‘Our Ryde’: Residents step up to the plate to support and help their community

A bunch of Ryde residents, under the mentoring and support of two councillors, have formed a group called Our Ryde and are standing as candidates in the upcoming election

Our Ryde candidates

News shared by Michael Lilley on behalf of Our Ryde. Ed


A group of Ryde residents have come together under the banner of Our Ryde during Covid-19 and started talking via zoom about their vision for Ryde post-pandemic.

They were inspired by the leadership of the Mayor of Ryde, Cllr Michael Lilley and the Chair of Finance, Cllr Phil Jordan, who have been leading voices in the Town for transforming Ryde Town Council into an inclusive, listening, engaging and proactive Town Council.

Active members of the community
Michael and Phil are standing as independents for Ryde in the forthcoming Isle of Wight council elections and been encouraging Ryde residents to stand for the 16 Ryde Town Council seats.

In past years many RTC councillor seats have not been contested and not been truly representative of the community.

Lilley: Mentoring and support for candidates
Cllr Michael Lilley says:

“At the start of Covid-19, I initiated the Ryde Covid-19 Community Response Team, which helped many Ryde residents during the past year and I saw the incredible community spirit in the town and the hundreds of residents volunteering to help those in need.

“It was a fantastic response. I felt it was important that these voices within our incredible community should be encouraged and engaged with more.

“I started to encourage residents who would never get involved in local politics without support and mentoring. Our Ryde formed out of this dialogue. It is an incredible beginning and so proud to stand for Ryde Town Council with the seven other Our Ryde candidates.”

Michael Lilley (and Muddie)
Michael Lilley (and Muddie)

A diverse group of Ryde residents
Our Ryde is a diverse group of Ryde residents that support the Ryde Charter agreed by Ryde Town Council in 2021 and the positive actions in purchasing Vectis Hall, the Harbour and St. Thomas’s Church and plans to purchase Ryde Theatre.

Seeking wider diversity
The group wants to support a wider diversity with more community representative candidates to give the Council improved engagement with all parts of the Town.

In the current Council the average age has been over 70 and there are only four women. Our Ryde aims to change this situation and make sure that all seats are contested by a diverse and broader range of candidates.

Phil Jordan
Phil Jordan

Jordan: We work for you
Cllr Phil Jordan added,

“Our Ryde is a ground-breaking initiative to build upon the great work and successes we have already seen in Ryde and I am determined to continue the transformation we have made to our council and to the services we deliver for our community.

“We as a council and councillors work for you, the residents, and I want to ensure that the Council continues to develop into a role model council working with the community and improving our town for everyone.”

Achievements in last 12 months
During the past year, Ryde Town Council have invested in the community, created and supported Ryde Unite delivering services to the most vulnerable in the community, supported the Waterside pool to ensure it survives Covid restrictions, invested around £180,000 into an award winning Youth service, protected and secured the future of historic buildings in the town, secured the management of the Kickstart scheme providing jobs for over 30 of the younger people in our community and supported grant funding for events throughout the year.

Last summer, Ryde Town Council funded the Ticket to Ryde events throughout the town.

============

◆ Problem
List the properties that the article about Our Ryde says Ryde Town Council has already purchased.

[Segmentation mask data]
============

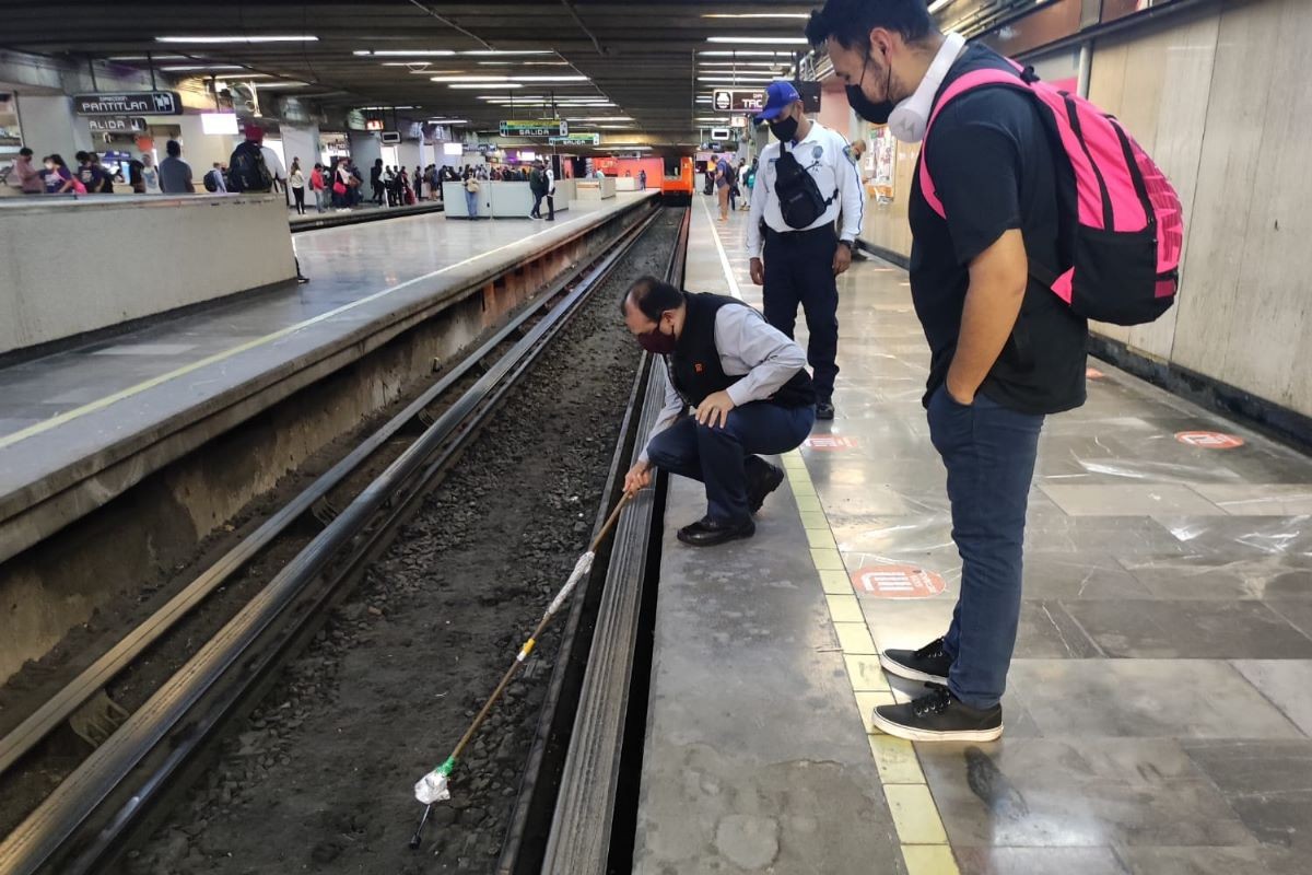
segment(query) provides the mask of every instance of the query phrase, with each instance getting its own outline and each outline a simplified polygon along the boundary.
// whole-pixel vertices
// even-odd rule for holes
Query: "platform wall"
[[[0,353],[295,277],[281,195],[0,207]]]
[[[1162,319],[1094,331],[1312,416],[1312,3],[1204,5],[1099,39],[1089,97],[1119,117],[1185,206],[1179,300]],[[1261,58],[1261,63],[1254,63]],[[907,256],[917,148],[899,144],[892,203],[862,237]]]

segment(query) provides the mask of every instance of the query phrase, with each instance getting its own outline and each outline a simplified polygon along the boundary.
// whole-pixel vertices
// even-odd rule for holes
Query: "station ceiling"
[[[575,131],[687,146],[701,127],[728,121],[711,112],[714,88],[762,85],[807,52],[802,31],[815,5],[54,1],[8,14],[0,47],[134,67],[151,52],[168,75],[249,79],[262,93],[337,109],[413,108],[399,112],[484,131],[547,115],[554,102],[579,119]]]

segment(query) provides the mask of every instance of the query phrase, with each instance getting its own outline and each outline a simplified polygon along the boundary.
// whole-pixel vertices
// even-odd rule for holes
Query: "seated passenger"
[[[642,348],[665,357],[670,378],[625,489],[649,484],[653,466],[701,480],[706,516],[678,539],[710,547],[750,538],[752,514],[783,481],[783,471],[756,454],[795,449],[815,424],[806,353],[743,302],[655,277],[635,282],[622,308]]]

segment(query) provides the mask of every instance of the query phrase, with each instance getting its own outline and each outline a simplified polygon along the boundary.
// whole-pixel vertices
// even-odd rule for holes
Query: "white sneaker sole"
[[[960,732],[934,732],[933,729],[912,729],[900,723],[892,723],[879,716],[878,711],[871,711],[870,722],[884,735],[891,735],[908,741],[994,741],[1002,736],[1002,724],[994,729],[970,729]]]
[[[891,672],[897,677],[904,677],[908,681],[924,681],[925,683],[942,683],[947,686],[947,678],[938,674],[929,674],[928,672],[917,672],[913,668],[907,668],[901,662],[896,662],[888,659],[884,653],[879,655],[879,665],[884,668],[886,672]]]

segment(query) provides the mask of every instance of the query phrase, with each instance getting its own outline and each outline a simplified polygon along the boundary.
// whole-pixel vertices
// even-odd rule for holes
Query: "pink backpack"
[[[1057,198],[1064,269],[1030,262],[1030,274],[1081,316],[1138,325],[1161,316],[1176,300],[1185,239],[1179,197],[1148,153],[1111,115],[1054,85],[1033,67],[975,70],[939,98],[925,130],[950,102],[976,88],[1001,85],[1033,96],[1048,134],[1060,143]],[[921,147],[920,188],[947,218]],[[1060,157],[1064,156],[1064,160]]]

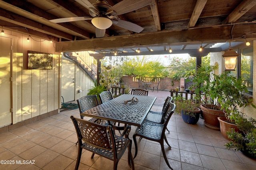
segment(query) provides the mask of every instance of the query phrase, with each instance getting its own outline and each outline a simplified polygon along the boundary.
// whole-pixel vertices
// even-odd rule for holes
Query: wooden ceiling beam
[[[222,24],[233,23],[256,5],[256,0],[244,0],[222,21]]]
[[[193,29],[182,31],[162,31],[155,32],[142,33],[132,35],[116,36],[94,39],[57,43],[56,52],[70,52],[92,51],[94,47],[98,50],[110,48],[131,48],[152,45],[174,45],[184,44],[188,42],[202,41],[209,43],[225,42],[231,39],[230,33],[233,25],[220,25],[215,27]],[[235,25],[233,29],[233,38],[240,39],[248,35],[256,39],[256,23]],[[152,37],[154,37],[154,39]]]
[[[152,4],[150,4],[151,11],[153,14],[153,18],[155,21],[156,27],[157,31],[161,31],[161,23],[160,22],[160,17],[158,12],[158,8],[157,6],[156,0],[153,0]]]
[[[0,20],[56,37],[63,38],[69,40],[73,40],[73,37],[70,34],[60,31],[52,27],[2,8],[0,8]],[[29,32],[28,33],[30,33]]]
[[[3,1],[6,1],[7,2]],[[34,16],[34,17],[38,18],[38,22],[37,22],[38,23],[39,23],[39,22],[44,23],[44,24],[40,23],[40,24],[41,24],[41,25],[44,25],[45,27],[48,27],[48,26],[46,26],[46,25],[51,25],[55,24],[57,26],[56,27],[56,29],[58,29],[58,30],[62,30],[62,31],[61,31],[59,30],[58,32],[59,33],[59,34],[62,34],[62,33],[64,34],[70,35],[70,34],[72,34],[74,35],[75,36],[80,37],[82,39],[88,39],[90,38],[90,34],[88,32],[84,31],[83,30],[81,30],[81,28],[76,27],[73,25],[70,24],[69,23],[59,23],[58,24],[56,24],[49,21],[48,20],[56,19],[58,17],[48,12],[46,12],[42,9],[36,6],[35,6],[30,3],[28,2],[27,1],[21,0],[10,1],[5,0],[0,2],[0,7],[2,6],[8,6],[8,9],[14,10],[14,12],[16,11],[20,11],[20,12],[26,13],[27,15],[28,16],[30,16],[32,15]],[[20,18],[19,16],[18,16],[17,14],[12,12],[11,11],[9,12],[9,13],[8,13],[7,12],[8,11],[7,10],[4,10],[0,8],[0,13],[3,13],[4,14],[2,15],[1,15],[1,16],[3,17],[9,19],[11,19],[12,18]],[[29,12],[28,11],[29,11]],[[6,15],[6,16],[4,16],[4,15]],[[8,18],[8,17],[10,17],[10,16],[11,16],[12,18]],[[24,23],[26,23],[26,21],[27,20],[29,20],[28,18],[26,18],[25,17],[23,17],[23,18],[24,18],[24,20],[25,20],[24,21]],[[3,20],[5,20],[3,19]],[[46,23],[46,22],[48,22],[48,23]],[[88,23],[88,24],[89,24],[89,23]],[[51,29],[52,28],[51,28]],[[69,33],[67,32],[65,33],[64,32],[64,30],[68,30],[68,32],[69,32],[70,33]],[[56,36],[56,35],[52,35]],[[61,35],[56,36],[59,38],[63,38],[70,40],[72,40],[72,39],[70,39],[70,38],[65,38],[65,37],[62,36]]]
[[[44,39],[48,41],[52,40],[54,42],[59,42],[59,39],[56,37],[50,35],[48,34],[38,32],[37,31],[28,28],[20,27],[19,25],[14,24],[6,21],[0,20],[0,23],[1,23],[1,26],[3,26],[4,30],[7,29],[26,35],[28,35],[28,32],[29,35],[31,36]],[[27,30],[28,31],[27,31]]]
[[[188,22],[188,28],[195,26],[207,2],[207,0],[197,0]]]
[[[140,53],[140,55],[160,55],[166,54],[190,54],[192,57],[202,57],[207,55],[209,53],[216,53],[222,51],[221,48],[208,48],[203,49],[203,51],[200,52],[198,49],[173,49],[171,53],[169,53],[169,49],[168,50],[158,50],[154,51],[141,51]],[[138,53],[136,52],[130,53],[117,53],[118,56],[136,56],[138,55]],[[114,55],[113,53],[91,53],[90,55],[94,57],[103,57],[107,56],[114,56]]]

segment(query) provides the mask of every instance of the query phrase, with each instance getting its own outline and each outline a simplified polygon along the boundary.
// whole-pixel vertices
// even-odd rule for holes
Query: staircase
[[[97,78],[97,61],[88,51],[64,53],[63,56],[77,64],[92,79]]]

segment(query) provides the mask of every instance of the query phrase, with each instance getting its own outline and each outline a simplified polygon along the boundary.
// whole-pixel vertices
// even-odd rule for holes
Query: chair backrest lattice
[[[166,99],[165,100],[165,102],[164,102],[164,106],[163,106],[163,109],[162,110],[162,111],[164,111],[165,109],[168,106],[168,104],[169,103],[172,102],[172,97],[171,96],[168,96]]]
[[[167,109],[166,110],[166,112],[163,115],[163,117],[162,117],[162,122],[163,124],[164,124],[165,125],[165,128],[164,129],[165,129],[165,128],[167,126],[167,124],[168,123],[168,122],[170,120],[170,119],[171,118],[172,115],[174,112],[174,109],[175,109],[175,107],[176,107],[176,105],[175,104],[173,103],[169,102],[169,104],[167,107]]]
[[[79,99],[76,100],[79,107],[80,113],[86,110],[89,110],[92,108],[97,106],[99,105],[97,95],[85,96]],[[84,116],[81,115],[81,118]]]
[[[103,149],[113,149],[115,143],[114,131],[110,126],[98,124],[71,116],[78,139],[92,145]]]
[[[148,90],[144,89],[132,89],[131,94],[134,95],[148,96]]]
[[[139,88],[140,88],[140,86],[142,87],[142,88],[144,88],[145,87],[145,83],[144,82],[139,78],[137,78],[137,79],[138,80],[138,83],[139,85]]]
[[[110,91],[103,92],[100,94],[99,96],[102,104],[106,103],[114,98]]]

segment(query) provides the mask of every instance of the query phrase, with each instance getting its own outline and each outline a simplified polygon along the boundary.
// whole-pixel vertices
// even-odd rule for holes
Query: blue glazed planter
[[[195,116],[191,116],[188,114],[186,114],[186,112],[190,112],[188,110],[182,110],[181,111],[181,117],[183,119],[183,121],[188,124],[192,124],[194,125],[196,124],[198,120],[199,119],[199,117],[200,117],[200,112],[201,112],[201,110],[199,108],[196,108],[197,110],[194,111],[194,114]]]

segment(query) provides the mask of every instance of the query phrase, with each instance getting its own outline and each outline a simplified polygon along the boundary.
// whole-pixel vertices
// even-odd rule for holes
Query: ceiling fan
[[[96,27],[96,37],[103,37],[106,29],[112,24],[135,32],[140,33],[144,29],[135,23],[118,19],[116,16],[130,12],[144,7],[152,3],[152,0],[123,0],[113,6],[105,0],[97,0],[92,4],[88,0],[76,0],[89,10],[92,17],[77,17],[59,18],[50,20],[55,23],[92,20],[92,23]]]

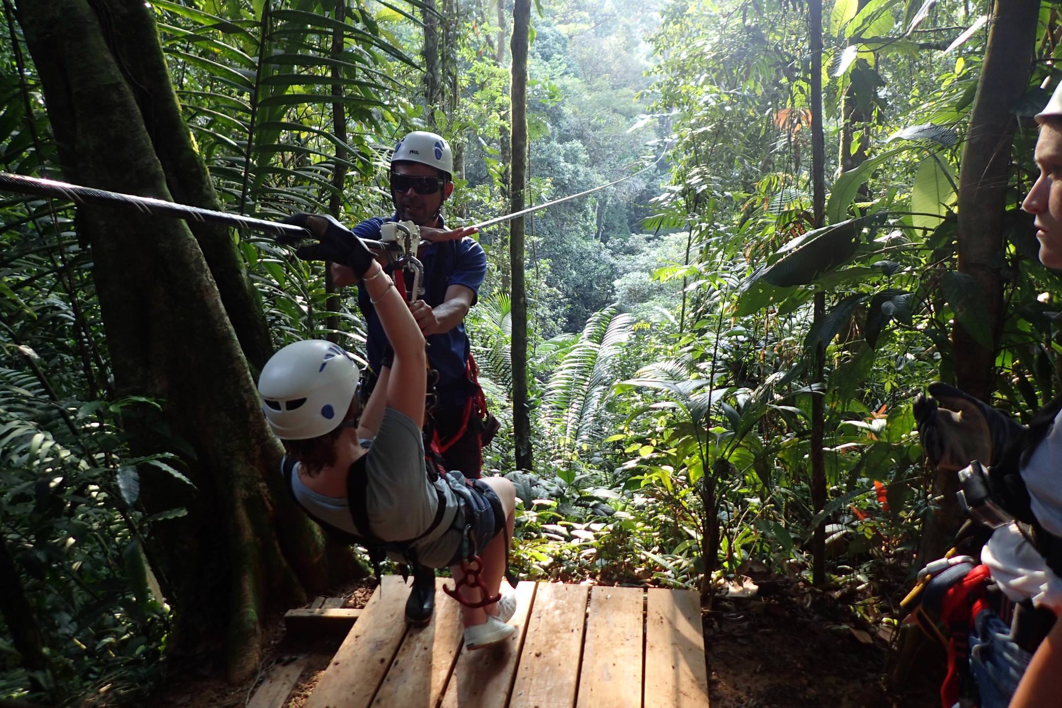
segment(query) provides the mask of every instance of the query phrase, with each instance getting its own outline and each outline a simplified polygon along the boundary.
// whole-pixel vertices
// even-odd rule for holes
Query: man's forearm
[[[465,315],[468,314],[468,306],[460,299],[446,300],[431,310],[435,313],[435,322],[439,323],[438,334],[450,331],[460,325]]]

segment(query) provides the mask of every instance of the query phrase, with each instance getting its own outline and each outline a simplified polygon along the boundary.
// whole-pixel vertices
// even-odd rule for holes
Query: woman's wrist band
[[[371,275],[367,278],[364,277],[364,276],[362,276],[361,281],[367,283],[370,280],[375,280],[376,278],[380,277],[381,275],[382,276],[387,276],[387,274],[383,272],[382,267],[380,270],[378,270],[374,275]]]
[[[381,271],[381,272],[382,272],[382,271]],[[374,276],[374,277],[375,277],[375,276]],[[388,287],[383,289],[383,292],[382,292],[382,293],[380,293],[379,295],[377,295],[376,297],[372,297],[372,296],[371,296],[371,297],[369,298],[369,301],[370,301],[370,303],[372,303],[373,305],[376,305],[377,303],[379,303],[379,301],[380,301],[380,298],[381,298],[381,297],[383,297],[384,295],[387,295],[387,294],[388,294],[388,291],[389,291],[389,290],[391,290],[391,289],[392,289],[392,288],[394,288],[394,287],[395,287],[395,283],[394,283],[394,282],[392,282],[392,281],[390,281],[390,280],[388,280]]]

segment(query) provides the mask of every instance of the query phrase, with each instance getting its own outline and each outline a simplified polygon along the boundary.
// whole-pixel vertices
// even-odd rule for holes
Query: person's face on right
[[[1035,217],[1040,262],[1062,270],[1062,128],[1052,122],[1040,127],[1035,160],[1040,176],[1022,208]]]

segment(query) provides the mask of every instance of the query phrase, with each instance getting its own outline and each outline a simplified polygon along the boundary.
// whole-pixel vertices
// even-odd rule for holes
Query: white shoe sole
[[[516,592],[506,592],[502,590],[501,600],[498,601],[498,621],[508,622],[516,614]]]
[[[514,632],[516,627],[513,625],[500,622],[495,617],[487,617],[483,624],[465,627],[465,649],[477,650],[497,644],[509,639]]]

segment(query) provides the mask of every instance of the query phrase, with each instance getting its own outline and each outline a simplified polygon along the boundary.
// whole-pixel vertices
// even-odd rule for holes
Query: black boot
[[[406,601],[406,622],[423,627],[435,609],[435,571],[419,564],[413,566],[413,589]]]

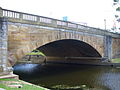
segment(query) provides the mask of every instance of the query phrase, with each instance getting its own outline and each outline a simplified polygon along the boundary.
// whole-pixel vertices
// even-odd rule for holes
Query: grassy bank
[[[120,63],[120,58],[112,59],[112,63]]]
[[[5,90],[48,90],[46,88],[16,79],[0,79],[0,88]]]

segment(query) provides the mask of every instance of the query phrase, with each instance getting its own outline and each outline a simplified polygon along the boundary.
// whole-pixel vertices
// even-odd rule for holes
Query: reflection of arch
[[[39,47],[46,56],[58,57],[101,57],[91,45],[73,39],[54,41]]]

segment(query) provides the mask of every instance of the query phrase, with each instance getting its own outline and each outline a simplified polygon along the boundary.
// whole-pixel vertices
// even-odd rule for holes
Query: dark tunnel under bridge
[[[100,61],[102,56],[91,45],[74,39],[64,39],[45,44],[37,48],[43,52],[48,61],[68,62],[69,60]],[[66,61],[67,60],[67,61]]]

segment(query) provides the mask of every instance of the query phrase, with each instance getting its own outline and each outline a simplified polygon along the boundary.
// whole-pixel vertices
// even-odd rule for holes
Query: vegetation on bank
[[[120,63],[120,58],[112,59],[112,63]]]
[[[0,89],[1,88],[5,90],[48,90],[16,79],[0,79]]]
[[[27,55],[41,55],[41,56],[45,56],[45,54],[40,52],[39,50],[33,50],[31,53],[28,53]]]

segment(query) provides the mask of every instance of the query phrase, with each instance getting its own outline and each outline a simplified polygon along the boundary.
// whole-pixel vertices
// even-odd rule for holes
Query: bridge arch
[[[51,57],[101,57],[94,47],[75,39],[53,41],[37,49]]]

============

◆ Task solution
Vectis Hall
the Harbour
St. Thomas's Church